Document passage:
· · · · · · ·

The Great Lie: Power Play

How many electricians does it take to change a light bulb in California? None. There is no electricity in California. Ba-dum-bum!

Lame jokes are emerging about a state that can produce $450 million of raisins and 17 million gallons of wine a year but not enough wattage to power all those electric garage-door openers and hot tubs. But don’t blame only deregulation for California’s rolling blackouts, soaring energy costs, and bankrupt utilities. Certainly, don’t listen to the critics who say the state’s problems cast doubts on whether electric deregulation should proceed elsewhere.

What happened in California was a flawed experiment that wasn’t really deregulation at all. It was just a reshuffling that replaced traditional regulations with a set of worse ones.

Done right, deregulation can have enormous benefits for consumers and the economy. It can lead to lower electricity costs, promote conservation, improve reliability, and encourage innovation.

The basic problem in California was that the state forced its utilities to sell their power-generation plants and fill their electricity needs in a new spot market called the Power Exchange, or PX. Utilities were forbidden from setting up long-term contracts that would let them lock in prices for years to come.

· · · · · · ·

Data rows:
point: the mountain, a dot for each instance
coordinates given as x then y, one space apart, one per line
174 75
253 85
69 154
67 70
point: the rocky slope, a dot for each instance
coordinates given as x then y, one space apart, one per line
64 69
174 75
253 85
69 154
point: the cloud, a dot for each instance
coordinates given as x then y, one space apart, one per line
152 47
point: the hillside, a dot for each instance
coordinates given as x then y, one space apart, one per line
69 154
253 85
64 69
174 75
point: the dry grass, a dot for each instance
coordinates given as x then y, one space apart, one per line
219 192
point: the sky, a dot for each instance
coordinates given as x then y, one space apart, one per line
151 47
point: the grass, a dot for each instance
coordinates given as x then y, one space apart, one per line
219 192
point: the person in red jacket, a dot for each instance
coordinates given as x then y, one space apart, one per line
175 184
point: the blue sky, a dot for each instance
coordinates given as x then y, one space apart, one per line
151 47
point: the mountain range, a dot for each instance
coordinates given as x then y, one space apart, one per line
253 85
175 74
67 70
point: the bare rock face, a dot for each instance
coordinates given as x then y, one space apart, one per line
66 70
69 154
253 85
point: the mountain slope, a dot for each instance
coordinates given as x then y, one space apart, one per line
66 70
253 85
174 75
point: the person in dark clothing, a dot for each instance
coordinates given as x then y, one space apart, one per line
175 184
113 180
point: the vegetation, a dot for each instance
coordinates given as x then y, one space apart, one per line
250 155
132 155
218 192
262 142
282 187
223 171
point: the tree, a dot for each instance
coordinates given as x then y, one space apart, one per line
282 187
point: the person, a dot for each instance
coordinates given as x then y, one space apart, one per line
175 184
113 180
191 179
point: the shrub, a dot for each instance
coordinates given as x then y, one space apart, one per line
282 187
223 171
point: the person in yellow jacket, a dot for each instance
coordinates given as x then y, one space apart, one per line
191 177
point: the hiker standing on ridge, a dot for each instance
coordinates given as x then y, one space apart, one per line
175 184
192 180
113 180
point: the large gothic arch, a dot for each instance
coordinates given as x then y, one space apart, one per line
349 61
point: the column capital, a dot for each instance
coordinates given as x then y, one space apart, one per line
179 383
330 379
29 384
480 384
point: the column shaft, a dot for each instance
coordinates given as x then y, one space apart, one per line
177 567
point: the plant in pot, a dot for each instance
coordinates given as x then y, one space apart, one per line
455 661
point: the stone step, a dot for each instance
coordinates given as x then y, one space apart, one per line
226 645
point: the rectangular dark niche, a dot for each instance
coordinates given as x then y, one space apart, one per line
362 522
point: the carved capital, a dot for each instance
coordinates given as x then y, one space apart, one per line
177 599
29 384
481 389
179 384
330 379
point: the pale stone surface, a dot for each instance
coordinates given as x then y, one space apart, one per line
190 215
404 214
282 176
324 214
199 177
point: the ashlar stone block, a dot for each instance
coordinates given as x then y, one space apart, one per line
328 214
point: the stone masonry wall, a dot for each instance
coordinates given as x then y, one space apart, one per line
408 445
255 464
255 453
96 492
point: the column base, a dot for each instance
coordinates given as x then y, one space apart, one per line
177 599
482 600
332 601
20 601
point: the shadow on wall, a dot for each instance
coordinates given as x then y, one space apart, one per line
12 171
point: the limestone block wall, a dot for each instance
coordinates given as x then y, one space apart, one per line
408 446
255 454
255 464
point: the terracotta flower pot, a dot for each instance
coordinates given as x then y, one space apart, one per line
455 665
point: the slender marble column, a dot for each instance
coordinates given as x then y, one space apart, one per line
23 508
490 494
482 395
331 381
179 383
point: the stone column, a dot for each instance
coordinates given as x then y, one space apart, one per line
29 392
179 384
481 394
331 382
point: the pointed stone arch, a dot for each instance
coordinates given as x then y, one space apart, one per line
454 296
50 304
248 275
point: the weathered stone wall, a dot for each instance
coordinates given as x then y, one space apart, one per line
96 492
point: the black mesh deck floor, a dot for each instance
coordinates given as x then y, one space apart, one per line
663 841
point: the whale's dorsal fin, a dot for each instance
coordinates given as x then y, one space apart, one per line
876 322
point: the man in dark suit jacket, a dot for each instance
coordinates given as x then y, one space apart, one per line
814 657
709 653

· · · · · · ·

Task to complete: Extend the piece on California's electricity deregulation above, picking up right after its last sentence.

Output for this exercise:
When the cost of generating electricity rose as natural gas became more expensive, prices on the PX escalated beyond all imagination, and utilities had no alternative sources of power. (Government officials charge that some power generators also found ways to inflate prices on the PX.)

Meanwhile, the state capped the prices utilities could charge. So consumers had no incentive not to turn on all those lights, all the air conditioning, and all those computers.

This wasn’t deregulation. It was deranged.

Deregulation occurs only when prices are free to float, based on cost and competition. To make sure that happens, California and other states need to go back to the drawing board and design systems that follow four main principles:

The power-transmission system must have enough capacity so that electricity can flow freely between utilities over large areas. It isn’t enough to make sure that a state’s supply of power exceeds demand—that power has to be able to travel over the transmission grid and get to where it is needed, when it is needed.

That wasn’t the case in California, which created huge problems. There were times when the southern part of the state, for instance, had excess power but, because of an inadequate transmission grid, couldn’t send enough of it to the northern part to forestall rolling blackouts.

Utilities shouldn’t be required to sell their power plants. In most states, they aren’t. Even when people worry that utilities will have too much control of a market if they reach all the way from generation to the consumer, a modest number of rules can keep utilities in check. Forcing utilities to sell their plants creates a host of problems, because it separates generation from transmission. Each is useless without the other. The two parts of the process have to be coordinated to avoid wasting power.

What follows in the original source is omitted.